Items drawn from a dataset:
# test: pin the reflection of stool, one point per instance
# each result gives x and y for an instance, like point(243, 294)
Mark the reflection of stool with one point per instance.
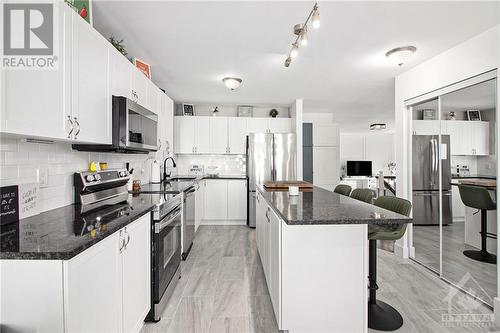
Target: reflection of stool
point(382, 316)
point(478, 197)
point(343, 189)
point(362, 194)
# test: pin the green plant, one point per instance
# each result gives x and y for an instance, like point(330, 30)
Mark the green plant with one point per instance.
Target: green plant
point(118, 44)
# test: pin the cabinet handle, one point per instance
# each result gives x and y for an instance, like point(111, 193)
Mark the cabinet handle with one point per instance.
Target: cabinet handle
point(77, 124)
point(72, 127)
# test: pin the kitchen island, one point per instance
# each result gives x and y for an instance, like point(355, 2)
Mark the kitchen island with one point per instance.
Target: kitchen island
point(314, 251)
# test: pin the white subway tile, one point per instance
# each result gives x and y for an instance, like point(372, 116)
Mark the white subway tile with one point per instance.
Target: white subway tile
point(8, 144)
point(15, 158)
point(8, 172)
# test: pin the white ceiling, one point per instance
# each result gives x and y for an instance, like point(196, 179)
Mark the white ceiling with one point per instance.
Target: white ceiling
point(343, 70)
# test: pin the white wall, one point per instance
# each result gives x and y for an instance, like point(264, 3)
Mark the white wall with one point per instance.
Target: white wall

#### Task statement:
Write out, word for word, the lines of the items above from the very start through the line containing "point(118, 44)", including that line. Leave the picture out of your answer.

#### Reply to the task:
# test: pin the reflection of stool, one point per instance
# each result gives x and y for an instance, like point(243, 294)
Mark the reflection of stool with one point per instance.
Target: reflection of stool
point(382, 316)
point(478, 197)
point(343, 189)
point(362, 194)
# test: pin the green plant, one point per instance
# each result gives x and y for an instance, like point(330, 30)
Mark the green plant with one point per instance.
Target: green plant
point(118, 44)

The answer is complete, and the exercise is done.